== Extrait

5. Il résulte de ce qui précède que Mme B... est fondée à soutenir que c'est à tort que, par le jugement attaqué, le tribunal administratif de Melun a rejeté sa demande.
Sur les conclusions à fin d'injonction et d'astreinte :
6. Aucun des autres moyens soulevés n'étant de nature à fonder l'annulation de la décision, il y a lieu d'enjoindre à la préfète du Val-de-Marne de réexaminer la situation administrative de Mme B... dans un délai de deux mois à compter de la notification du présent arrêt, après avoir saisi la commission du titre de séjour et de lui délivrer une autorisation provisoire de séjour dans cette attente. Il n'y a pas lieu, en l'espèce, d'assortir cette injonction d'une astreinte.
Sur les frais liés à l'instance :
7. Il y a lieu, dans les circonstances de l'espèce, de faire application de l'article L. 761-1 du code de justice administrative et de l'article 37 de la loi du 10 juillet 1991 et de mettre à la charge de l'Etat le versement au conseil de Mme B..., Me Bozize, d'une somme de 1 000 euros au titre des frais exposés et non compris dans les dépens.
DÉCIDE :
Article 1er : Le jugement n° 2206584 du 6 décembre 2022 du tribunal administratif de Melun et l'arrêté du 24 mai 2022 par lequel la préfète du Val-de-Marne a refusé de délivrer un titre de séjour à Mme B... et l'a obligée à quitter le territoire français en fixant le pays de destination sont annulés.

====

### Consigne A:
Reproduisez le passage de l'extrait de l'arrêt qui s'ouvre sur les mots contenant « 5. Il résulte » et se termine par « rejeté sa demande. ».
### Consigne B:
Poursuivez l'extrait de l'arrêt à partir de sa dernière phrase.

== Données fournies

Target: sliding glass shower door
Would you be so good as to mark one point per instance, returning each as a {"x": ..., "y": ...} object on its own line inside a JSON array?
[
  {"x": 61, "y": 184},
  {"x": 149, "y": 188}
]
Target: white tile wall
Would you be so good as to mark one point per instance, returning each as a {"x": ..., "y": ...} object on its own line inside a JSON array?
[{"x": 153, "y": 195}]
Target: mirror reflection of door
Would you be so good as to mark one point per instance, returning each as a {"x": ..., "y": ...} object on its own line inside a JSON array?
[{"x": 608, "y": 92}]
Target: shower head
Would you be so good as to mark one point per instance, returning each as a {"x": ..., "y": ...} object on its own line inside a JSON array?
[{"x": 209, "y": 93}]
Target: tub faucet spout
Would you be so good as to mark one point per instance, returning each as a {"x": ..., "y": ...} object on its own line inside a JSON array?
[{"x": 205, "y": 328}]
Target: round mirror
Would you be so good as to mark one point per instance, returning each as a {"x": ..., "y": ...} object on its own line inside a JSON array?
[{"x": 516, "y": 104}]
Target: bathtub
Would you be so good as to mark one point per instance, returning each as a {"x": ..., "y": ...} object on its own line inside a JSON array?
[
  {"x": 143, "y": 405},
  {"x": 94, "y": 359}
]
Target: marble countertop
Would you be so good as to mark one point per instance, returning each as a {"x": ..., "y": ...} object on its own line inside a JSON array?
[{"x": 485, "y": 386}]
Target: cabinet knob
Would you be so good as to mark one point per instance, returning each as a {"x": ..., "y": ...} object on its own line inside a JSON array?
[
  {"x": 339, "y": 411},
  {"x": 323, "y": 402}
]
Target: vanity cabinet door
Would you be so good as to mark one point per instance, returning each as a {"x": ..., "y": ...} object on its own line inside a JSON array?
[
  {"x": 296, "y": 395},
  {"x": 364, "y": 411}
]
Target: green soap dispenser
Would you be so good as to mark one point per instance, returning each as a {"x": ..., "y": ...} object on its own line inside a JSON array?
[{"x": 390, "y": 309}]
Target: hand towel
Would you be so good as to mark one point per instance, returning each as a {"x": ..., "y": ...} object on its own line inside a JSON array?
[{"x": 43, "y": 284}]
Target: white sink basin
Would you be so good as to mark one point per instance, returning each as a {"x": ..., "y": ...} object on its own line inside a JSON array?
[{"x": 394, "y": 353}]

====

### Corrigé A:
5. Il résulte de ce qui précède que Mme B... est fondée à soutenir que c'est à tort que, par le jugement attaqué, le tribunal administratif de Melun a rejeté sa demande.

### Corrigé B:
Article 2 : Il est enjoint à la préfète du Val-de-Marne de réexaminer la demande de Mme B... en procédant à la saisine de la commission du titre de séjour, dans un délai de deux mois à compter de la notification du présent arrêt et de lui délivrer une autorisation provisoire de séjour dans cette attente.
Article 3 : L'Etat versera au conseil de Mme B..., Me Bozize, une somme de 1 000 euros au titre de l'article L. 761-1 du code de justice administrative et de l'article 37 de la loi du 10 juillet 1991.
Article 4 : Le surplus des conclusions de la requête est rejeté.
Article 5 : Le présent arrêt sera notifié à Mme A... B..., au ministre de l'intérieur et des outre-mer et à la préfète du Val-de-Marne.
Délibéré après l'audience du 7 décembre 2023, à laquelle siégeaient :
- M. Lapouzade, président de chambre,
- M. Diémert, président-assesseur,
- Mme Jasmin-Sverdlin, première conseillère.
Rendu public par mise à disposition au greffe, le 22 décembre 2023.
La rapporteure,
I. JASMIN-SVERDLINLe président,
J. LAPOUZADE
La greffière,
Y. HERBER
La République mande et ordonne au ministre de l'intérieur et des outre-mer en ce qui le concerne ou à tous commissaires de justice à ce requis en ce qui concerne les voies de droit commun contre les parties privées, de pourvoir à l'exécution de la présente décision.